Problem statement:
Please put every line of the whole listing below into a JSON list of strings, one string per line, skipping blank lines and leaving out the pictures.

Entries:
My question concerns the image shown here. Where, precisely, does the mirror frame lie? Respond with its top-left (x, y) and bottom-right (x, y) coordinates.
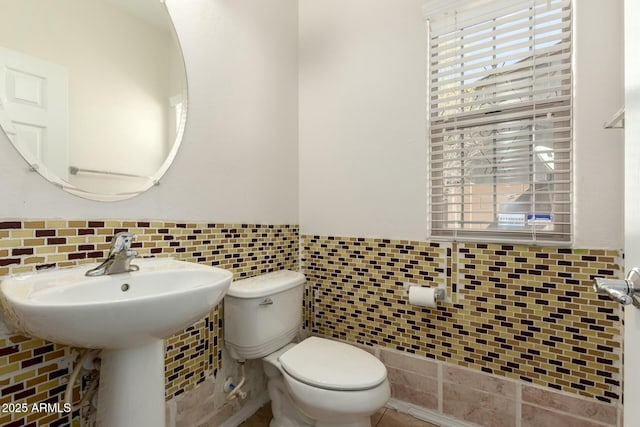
top-left (0, 0), bottom-right (189, 202)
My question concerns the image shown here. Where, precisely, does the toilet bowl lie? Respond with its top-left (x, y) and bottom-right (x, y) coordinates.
top-left (225, 270), bottom-right (391, 427)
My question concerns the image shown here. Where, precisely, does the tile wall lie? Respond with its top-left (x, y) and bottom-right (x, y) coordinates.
top-left (0, 220), bottom-right (299, 427)
top-left (0, 226), bottom-right (622, 427)
top-left (301, 235), bottom-right (623, 407)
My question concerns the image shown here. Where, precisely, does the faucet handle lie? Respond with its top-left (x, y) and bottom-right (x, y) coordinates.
top-left (109, 231), bottom-right (136, 255)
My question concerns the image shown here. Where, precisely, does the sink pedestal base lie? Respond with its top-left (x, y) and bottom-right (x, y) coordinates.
top-left (97, 340), bottom-right (165, 427)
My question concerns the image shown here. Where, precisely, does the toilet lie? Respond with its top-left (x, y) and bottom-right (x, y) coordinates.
top-left (224, 270), bottom-right (391, 427)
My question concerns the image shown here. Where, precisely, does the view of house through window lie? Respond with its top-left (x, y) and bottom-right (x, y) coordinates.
top-left (426, 0), bottom-right (572, 242)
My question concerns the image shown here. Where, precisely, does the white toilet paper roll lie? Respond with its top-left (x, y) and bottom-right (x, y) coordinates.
top-left (409, 286), bottom-right (436, 307)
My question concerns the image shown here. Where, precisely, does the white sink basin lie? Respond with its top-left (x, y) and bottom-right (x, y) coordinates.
top-left (0, 258), bottom-right (233, 427)
top-left (0, 258), bottom-right (232, 349)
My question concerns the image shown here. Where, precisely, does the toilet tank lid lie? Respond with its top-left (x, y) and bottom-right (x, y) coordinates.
top-left (227, 270), bottom-right (305, 298)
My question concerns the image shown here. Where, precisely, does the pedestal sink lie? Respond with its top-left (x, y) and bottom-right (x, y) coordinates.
top-left (0, 258), bottom-right (232, 427)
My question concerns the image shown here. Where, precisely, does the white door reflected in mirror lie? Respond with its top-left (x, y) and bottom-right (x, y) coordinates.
top-left (0, 0), bottom-right (187, 201)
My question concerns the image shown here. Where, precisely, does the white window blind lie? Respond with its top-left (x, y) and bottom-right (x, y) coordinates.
top-left (425, 0), bottom-right (572, 243)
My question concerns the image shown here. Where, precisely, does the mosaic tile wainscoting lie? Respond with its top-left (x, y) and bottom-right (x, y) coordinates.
top-left (301, 235), bottom-right (623, 427)
top-left (0, 220), bottom-right (299, 427)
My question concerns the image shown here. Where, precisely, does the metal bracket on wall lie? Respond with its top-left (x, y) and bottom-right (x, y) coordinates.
top-left (593, 267), bottom-right (640, 308)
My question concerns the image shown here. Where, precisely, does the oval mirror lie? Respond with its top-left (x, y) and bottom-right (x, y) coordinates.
top-left (0, 0), bottom-right (187, 201)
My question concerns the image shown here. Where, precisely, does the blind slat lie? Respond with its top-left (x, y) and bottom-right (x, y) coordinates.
top-left (428, 0), bottom-right (573, 241)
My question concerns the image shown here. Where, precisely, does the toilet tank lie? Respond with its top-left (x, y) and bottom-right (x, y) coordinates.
top-left (224, 270), bottom-right (305, 360)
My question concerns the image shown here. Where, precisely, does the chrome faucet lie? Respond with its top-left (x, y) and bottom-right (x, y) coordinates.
top-left (85, 232), bottom-right (140, 276)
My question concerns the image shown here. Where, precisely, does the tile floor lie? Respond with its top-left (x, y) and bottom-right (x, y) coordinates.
top-left (240, 403), bottom-right (438, 427)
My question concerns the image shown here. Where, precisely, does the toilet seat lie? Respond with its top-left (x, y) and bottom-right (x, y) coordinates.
top-left (278, 337), bottom-right (387, 391)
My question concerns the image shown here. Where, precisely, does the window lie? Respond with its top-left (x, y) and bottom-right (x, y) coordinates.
top-left (425, 0), bottom-right (572, 243)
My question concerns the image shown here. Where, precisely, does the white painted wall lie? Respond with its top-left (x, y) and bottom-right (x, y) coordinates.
top-left (299, 0), bottom-right (427, 239)
top-left (299, 0), bottom-right (624, 248)
top-left (624, 0), bottom-right (640, 427)
top-left (0, 0), bottom-right (298, 223)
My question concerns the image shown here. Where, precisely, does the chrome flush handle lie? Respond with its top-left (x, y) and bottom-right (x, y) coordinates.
top-left (593, 267), bottom-right (640, 308)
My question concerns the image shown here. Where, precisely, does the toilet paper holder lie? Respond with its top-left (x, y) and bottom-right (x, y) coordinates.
top-left (402, 283), bottom-right (447, 302)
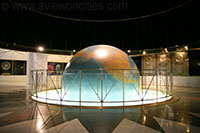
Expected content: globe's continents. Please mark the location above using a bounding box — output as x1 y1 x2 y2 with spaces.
62 45 139 106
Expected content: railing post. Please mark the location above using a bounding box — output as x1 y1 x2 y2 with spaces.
122 69 124 106
35 70 38 97
141 70 144 101
46 70 49 102
101 70 103 107
166 70 169 97
60 71 63 99
79 70 82 106
29 71 33 96
170 72 173 95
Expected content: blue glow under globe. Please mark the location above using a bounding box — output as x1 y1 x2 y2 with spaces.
62 45 139 106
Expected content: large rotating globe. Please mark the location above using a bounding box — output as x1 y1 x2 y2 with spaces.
62 45 139 106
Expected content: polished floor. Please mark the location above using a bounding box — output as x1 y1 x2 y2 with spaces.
0 86 200 133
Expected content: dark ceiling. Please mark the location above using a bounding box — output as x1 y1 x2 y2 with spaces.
0 0 199 50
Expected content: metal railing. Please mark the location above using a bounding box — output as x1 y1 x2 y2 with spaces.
30 69 173 107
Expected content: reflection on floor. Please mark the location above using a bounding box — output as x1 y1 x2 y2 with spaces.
0 86 200 133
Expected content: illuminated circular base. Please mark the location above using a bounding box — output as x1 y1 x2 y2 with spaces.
31 89 172 107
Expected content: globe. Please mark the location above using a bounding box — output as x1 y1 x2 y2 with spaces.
62 45 139 106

Written reply:
[
  "My question concerns the image shown here. Where, precisely, does the mirror frame lie? Respond with its top-left (x, y) and bottom-right (x, y) coordinates.",
  "top-left (0, 0), bottom-right (189, 202)",
  "My question concerns the image shown here. Where, precisely, does the toilet bowl lie? Respond with its top-left (x, y) and bottom-right (x, y) coordinates.",
  "top-left (225, 270), bottom-right (391, 427)",
  "My question concerns the image shown here. Where, precisely, does the tile wall lie? Respond with its top-left (x, y) and bottom-right (x, y) coordinates.",
  "top-left (0, 220), bottom-right (299, 427)",
  "top-left (0, 226), bottom-right (622, 427)",
  "top-left (301, 235), bottom-right (623, 407)",
  "My question concerns the image shown here. Where, precisely, does the faucet handle lie? Respond with its top-left (x, y) and bottom-right (x, y) coordinates.",
  "top-left (109, 231), bottom-right (136, 255)",
  "My question concerns the image shown here. Where, precisely, does the sink pedestal base lie? Respond with its top-left (x, y) and bottom-right (x, y) coordinates.",
  "top-left (97, 340), bottom-right (165, 427)",
  "My question concerns the image shown here. Where, precisely, does the toilet lie? Respond with its top-left (x, y) and bottom-right (x, y) coordinates.",
  "top-left (224, 270), bottom-right (391, 427)",
  "My question concerns the image shown here. Where, precisely, does the view of house through window lie? Respond with its top-left (x, y) and bottom-right (x, y) coordinates.",
  "top-left (426, 0), bottom-right (572, 242)",
  "My question concerns the image shown here. Where, precisely, does the white toilet paper roll lie? Respond with its top-left (x, y) and bottom-right (x, y) coordinates.",
  "top-left (409, 286), bottom-right (436, 307)",
  "My question concerns the image shown here. Where, precisely, does the white sink basin lie? Respond with its top-left (x, y) and bottom-right (x, y) coordinates.",
  "top-left (0, 258), bottom-right (233, 427)",
  "top-left (0, 258), bottom-right (232, 349)",
  "My question concerns the image shown here. Where, precisely, does the toilet tank lid lie? Respond with its top-left (x, y) and bottom-right (x, y) coordinates.",
  "top-left (227, 270), bottom-right (305, 298)",
  "My question concerns the image shown here. Where, precisely, does the pedestal sink lie? Respond with its top-left (x, y) and bottom-right (x, y) coordinates.",
  "top-left (0, 258), bottom-right (232, 427)",
  "My question concerns the image shown here. Where, precisely, does the white door reflected in mirror lie? Respond with its top-left (x, y) and bottom-right (x, y) coordinates.",
  "top-left (0, 0), bottom-right (187, 201)",
  "My question concerns the image shown here. Where, precisely, does the white window blind lie? Respond with its top-left (x, y) and bottom-right (x, y) coordinates.",
  "top-left (425, 0), bottom-right (572, 243)",
  "My question concerns the image shown here. Where, precisely, does the mosaic tile wainscoting lie? Respond with its top-left (x, y) and bottom-right (x, y) coordinates.",
  "top-left (301, 235), bottom-right (623, 427)",
  "top-left (0, 220), bottom-right (299, 427)",
  "My question concerns the image shown here. Where, precisely, does the metal bracket on wall lie? Respond with its top-left (x, y) and bottom-right (x, y) coordinates.",
  "top-left (593, 267), bottom-right (640, 308)",
  "My question concerns the image shown here. Where, precisely, does the oval mirror lie? Respond with its top-left (x, y) and bottom-right (x, y) coordinates.",
  "top-left (0, 0), bottom-right (187, 201)",
  "My question concerns the image shown here. Where, precisely, does the blind slat lie? Respond with its top-left (x, y) and bottom-right (x, y) coordinates.",
  "top-left (428, 0), bottom-right (573, 241)",
  "My question concerns the image shown here. Where, precisely, does the toilet tank lie? Respond with its top-left (x, y) and bottom-right (x, y) coordinates.",
  "top-left (224, 270), bottom-right (305, 360)",
  "My question concerns the image shown here. Where, precisely, does the chrome faucet lie? Respond with its top-left (x, y) and bottom-right (x, y) coordinates.",
  "top-left (85, 232), bottom-right (140, 276)",
  "My question concerns the image shown here. Where, precisely, does the tile floor lie? Respond with its top-left (x, y) and bottom-right (x, y) coordinates.",
  "top-left (240, 403), bottom-right (438, 427)",
  "My question concerns the image shown here. Where, precisely, does the toilet seat lie? Respond with its top-left (x, y) and bottom-right (x, y) coordinates.",
  "top-left (278, 337), bottom-right (387, 391)",
  "My question concerns the image shown here. Where, precisely, does the window lie? Respond with its top-left (x, y) and bottom-right (x, y) coordinates.",
  "top-left (425, 0), bottom-right (572, 243)",
  "My question concerns the image shown here. Where, precisely, does the white painted wall lie? Respond with its top-left (x, y) and bottom-right (x, y) coordinates.",
  "top-left (299, 0), bottom-right (427, 239)",
  "top-left (299, 0), bottom-right (624, 248)",
  "top-left (624, 0), bottom-right (640, 427)",
  "top-left (0, 0), bottom-right (298, 223)",
  "My question concerns the image shown here. Where, precisely, does the chrome flush handle lie? Respond with its top-left (x, y) and bottom-right (x, y) coordinates.",
  "top-left (593, 267), bottom-right (640, 308)",
  "My question concerns the image shown here. Where, precisely, does the toilet paper holder lie? Respond with its top-left (x, y) and bottom-right (x, y) coordinates.",
  "top-left (402, 283), bottom-right (447, 302)",
  "Expected content: globe's continents. Please mark the location above using a bounding box — output as x1 y1 x2 y2 with spaces.",
  "62 45 139 106",
  "Expected content: railing post. Please mark the location above using a bounding box — output as x1 y1 x2 y2 with spaces.",
  "122 69 124 106",
  "35 70 38 97",
  "141 70 144 101",
  "46 70 49 102",
  "101 70 103 107",
  "166 70 169 97",
  "60 71 63 99",
  "79 70 82 106",
  "29 71 33 96",
  "170 72 173 95",
  "Expected content: blue glow under globe. Please mark the location above using a bounding box — output as x1 y1 x2 y2 with spaces.",
  "62 45 139 106",
  "Expected content: large rotating globe. Please mark the location above using a bounding box — output as x1 y1 x2 y2 with spaces.",
  "62 45 139 106",
  "Expected content: polished floor. Please mark the location above using a bounding box — output as x1 y1 x2 y2 with spaces.",
  "0 86 200 133",
  "Expected content: dark ceiling. Please mark the location above using a bounding box — output as x1 y1 x2 y2 with spaces.",
  "0 0 199 50",
  "Expected content: metal railing. Please mark the location above using a bounding box — output as x1 y1 x2 y2 with spaces.",
  "30 69 173 107",
  "Expected content: reflection on floor. Please mark the location above using a bounding box — output as x1 y1 x2 y2 with spaces.",
  "0 86 200 133",
  "Expected content: illuminated circular base. Please mark the location above using a bounding box — output as x1 y1 x2 y2 with spaces.",
  "31 89 172 107",
  "Expected content: globe. Please mark the location above using a bounding box — output as x1 y1 x2 y2 with spaces.",
  "62 45 139 106"
]